__BRIEF__
Rewrite the entries below as a numbered list, starting at the first line and ending at the line containing "left=772, top=438, right=804, bottom=465", both included. Leave out blank lines and the pictures.

__DATA TO USE__
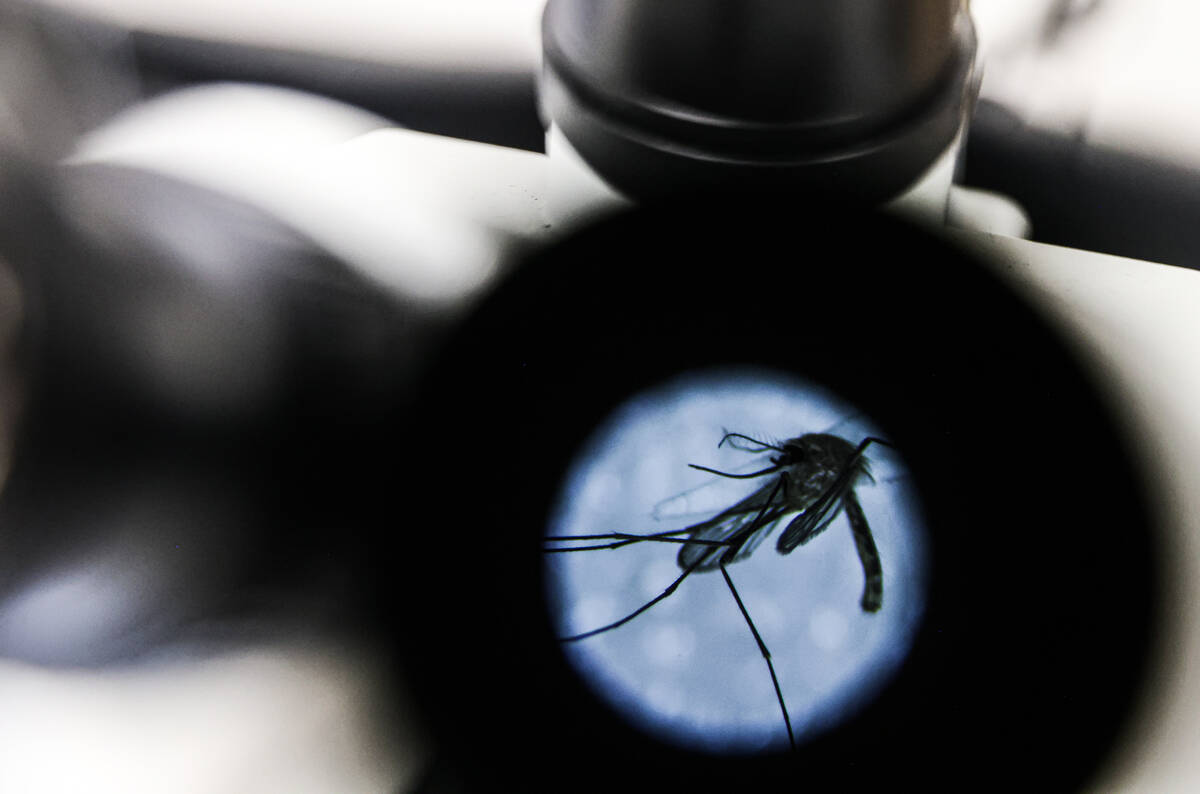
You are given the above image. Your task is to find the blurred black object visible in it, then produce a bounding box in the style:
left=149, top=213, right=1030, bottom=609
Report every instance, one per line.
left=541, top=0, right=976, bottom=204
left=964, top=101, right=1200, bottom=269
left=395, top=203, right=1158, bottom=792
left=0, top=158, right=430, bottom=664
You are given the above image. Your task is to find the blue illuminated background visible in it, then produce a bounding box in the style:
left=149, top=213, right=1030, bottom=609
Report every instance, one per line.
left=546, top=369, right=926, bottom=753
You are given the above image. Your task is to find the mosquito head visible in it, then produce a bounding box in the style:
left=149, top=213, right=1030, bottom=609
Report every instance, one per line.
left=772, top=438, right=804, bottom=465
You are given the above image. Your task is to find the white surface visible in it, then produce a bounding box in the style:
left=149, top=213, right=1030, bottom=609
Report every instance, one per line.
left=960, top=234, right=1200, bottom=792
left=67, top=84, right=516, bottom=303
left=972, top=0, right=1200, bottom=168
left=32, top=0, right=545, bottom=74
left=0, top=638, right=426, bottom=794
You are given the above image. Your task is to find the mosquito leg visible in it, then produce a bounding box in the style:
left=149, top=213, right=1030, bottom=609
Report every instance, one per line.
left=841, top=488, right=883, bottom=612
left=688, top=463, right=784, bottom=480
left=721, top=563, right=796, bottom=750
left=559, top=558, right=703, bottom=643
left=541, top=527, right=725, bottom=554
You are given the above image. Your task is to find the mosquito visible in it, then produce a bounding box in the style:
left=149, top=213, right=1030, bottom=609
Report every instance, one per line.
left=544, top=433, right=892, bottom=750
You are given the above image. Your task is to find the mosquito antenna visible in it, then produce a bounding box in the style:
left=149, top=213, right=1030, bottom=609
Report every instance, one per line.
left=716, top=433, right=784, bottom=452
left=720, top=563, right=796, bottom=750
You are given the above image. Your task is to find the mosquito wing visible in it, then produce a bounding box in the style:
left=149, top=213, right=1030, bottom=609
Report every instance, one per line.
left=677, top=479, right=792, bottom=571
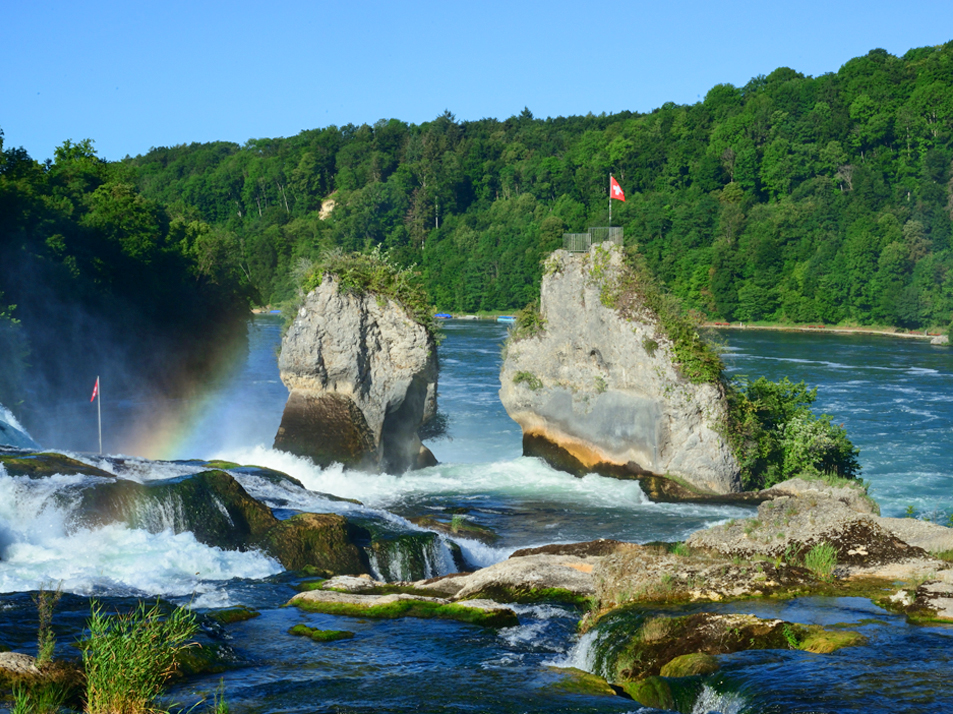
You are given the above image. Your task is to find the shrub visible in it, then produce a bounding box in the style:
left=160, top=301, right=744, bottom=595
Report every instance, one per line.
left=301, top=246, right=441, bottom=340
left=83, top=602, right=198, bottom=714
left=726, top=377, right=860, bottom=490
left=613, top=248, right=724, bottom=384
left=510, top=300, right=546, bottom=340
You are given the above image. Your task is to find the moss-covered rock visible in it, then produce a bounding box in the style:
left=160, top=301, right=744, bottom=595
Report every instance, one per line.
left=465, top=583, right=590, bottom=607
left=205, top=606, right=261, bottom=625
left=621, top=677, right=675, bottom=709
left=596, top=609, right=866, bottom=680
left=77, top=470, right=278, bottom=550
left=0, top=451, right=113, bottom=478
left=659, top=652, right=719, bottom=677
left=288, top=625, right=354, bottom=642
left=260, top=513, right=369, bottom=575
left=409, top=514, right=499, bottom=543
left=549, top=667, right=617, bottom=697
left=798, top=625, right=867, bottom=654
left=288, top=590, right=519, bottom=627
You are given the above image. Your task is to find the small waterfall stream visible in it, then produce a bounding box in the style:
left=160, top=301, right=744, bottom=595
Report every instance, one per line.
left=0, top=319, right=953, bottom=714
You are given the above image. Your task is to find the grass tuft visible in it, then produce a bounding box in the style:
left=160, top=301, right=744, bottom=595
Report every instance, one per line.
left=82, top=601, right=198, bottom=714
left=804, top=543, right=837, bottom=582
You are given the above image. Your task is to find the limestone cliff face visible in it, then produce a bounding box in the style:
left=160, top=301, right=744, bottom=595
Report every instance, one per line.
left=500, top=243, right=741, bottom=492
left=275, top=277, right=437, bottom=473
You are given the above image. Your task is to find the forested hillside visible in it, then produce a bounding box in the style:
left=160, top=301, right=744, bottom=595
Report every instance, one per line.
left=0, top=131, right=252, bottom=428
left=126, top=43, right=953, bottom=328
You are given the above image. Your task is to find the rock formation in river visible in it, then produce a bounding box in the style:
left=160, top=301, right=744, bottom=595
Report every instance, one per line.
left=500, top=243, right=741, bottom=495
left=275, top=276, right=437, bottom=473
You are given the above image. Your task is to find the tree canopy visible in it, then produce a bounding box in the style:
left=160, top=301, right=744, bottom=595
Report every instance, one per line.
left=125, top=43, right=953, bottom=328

__FINISHED EXERCISE__
1. You are given the above image. Your task is to find the blurred black object visible in it, then produce a bounding box in the style:
2. left=149, top=213, right=1030, bottom=609
3. Report every instance, one per line.
4. left=541, top=0, right=976, bottom=204
5. left=964, top=101, right=1200, bottom=269
6. left=395, top=203, right=1158, bottom=792
7. left=0, top=158, right=430, bottom=664
8. You are given the above image. Your task is to find the blue illuminated background visible in it, then produce a bounding box in the style:
9. left=149, top=213, right=1030, bottom=609
10. Report every instance, one per line.
11. left=546, top=369, right=926, bottom=753
12. You are given the above image. Your task is to find the mosquito head visible in it, then produce a bounding box in the style:
13. left=149, top=213, right=1030, bottom=609
14. Report every instance, one per line.
15. left=772, top=438, right=804, bottom=465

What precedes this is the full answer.